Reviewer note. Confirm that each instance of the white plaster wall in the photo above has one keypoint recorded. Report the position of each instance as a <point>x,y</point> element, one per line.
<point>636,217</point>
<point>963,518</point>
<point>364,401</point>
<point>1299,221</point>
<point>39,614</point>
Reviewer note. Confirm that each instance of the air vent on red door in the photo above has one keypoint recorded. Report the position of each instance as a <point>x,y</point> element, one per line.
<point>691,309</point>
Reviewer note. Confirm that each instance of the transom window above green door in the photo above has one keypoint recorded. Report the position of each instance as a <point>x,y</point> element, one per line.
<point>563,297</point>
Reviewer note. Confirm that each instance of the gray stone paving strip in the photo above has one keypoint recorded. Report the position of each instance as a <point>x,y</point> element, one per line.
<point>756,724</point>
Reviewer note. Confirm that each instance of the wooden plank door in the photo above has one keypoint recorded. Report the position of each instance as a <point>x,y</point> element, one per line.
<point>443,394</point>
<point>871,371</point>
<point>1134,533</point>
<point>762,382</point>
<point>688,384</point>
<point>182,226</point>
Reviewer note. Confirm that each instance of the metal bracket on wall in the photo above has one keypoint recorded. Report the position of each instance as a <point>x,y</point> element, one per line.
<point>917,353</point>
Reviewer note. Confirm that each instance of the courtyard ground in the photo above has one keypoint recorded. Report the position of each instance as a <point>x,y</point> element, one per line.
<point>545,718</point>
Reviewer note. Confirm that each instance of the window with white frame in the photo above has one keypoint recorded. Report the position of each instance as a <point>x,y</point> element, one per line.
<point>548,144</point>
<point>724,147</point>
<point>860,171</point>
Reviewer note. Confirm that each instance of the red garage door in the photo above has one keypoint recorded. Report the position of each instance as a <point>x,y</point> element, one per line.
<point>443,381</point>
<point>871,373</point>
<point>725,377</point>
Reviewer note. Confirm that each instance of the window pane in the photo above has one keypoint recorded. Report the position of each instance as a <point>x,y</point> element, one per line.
§ §
What is needed. Copy the listing above out again in its entirety, exactly as written.

Answer to the problem.
Reviewer note. Confirm that each instance of the white plaster wall in the photo above has one keypoint recorded. Report the position of each instance as a <point>x,y</point> element, one per line.
<point>636,217</point>
<point>963,518</point>
<point>364,401</point>
<point>1299,221</point>
<point>39,614</point>
Reviewer note. Confirm that each instance of the air vent on red door in the photo above has one keypoint recorded. Report the position of each instance as a <point>x,y</point> element, one per line.
<point>691,309</point>
Reviewer note. Confirm that each instance of the transom window above green door in the photo above has one keypoint recorded. Report the position of each instance as a <point>x,y</point> element, one per line.
<point>563,297</point>
Reviewer note. Confirm that each instance of the gray stone paving strip in the photo above has one keypoint recorded. Report the position of each instance as a <point>x,y</point> element, one per line.
<point>756,724</point>
Reviewer note. Confirm that each instance of the wooden plank door in the photo above has one keypoint recorded. Report the position of each instance as a <point>x,y</point> element, one per line.
<point>443,394</point>
<point>871,371</point>
<point>1134,533</point>
<point>762,382</point>
<point>688,384</point>
<point>182,226</point>
Reviewer note. Confirm that each instance of the metal bracket on wall in the photo above has one keypoint recorded. Report the position of each instance as a <point>x,y</point> element, one per line.
<point>917,353</point>
Reviewer note. Confirm that each instance of the courtyard ground in the photo above has one keypoint recorded. Report the position of each instance as a <point>x,y</point> element, one per line.
<point>545,718</point>
Reviewer note. Confirm that each instance of the window with white frame in the photo above has one keypoint recorded. Report the position of each instance as a <point>x,y</point> element, one per line.
<point>548,144</point>
<point>724,147</point>
<point>860,171</point>
Reviewer note. Confirm that each instance of the red garage door in the photo above has one keypoint recorded. Report the position of each instance as a <point>x,y</point> element, one per line.
<point>443,381</point>
<point>871,373</point>
<point>725,377</point>
Reviewer note. Confirm that each instance of the window pane in the photo above has one keypoint recorded. Report the position of each instance as a <point>x,y</point> element, one per line.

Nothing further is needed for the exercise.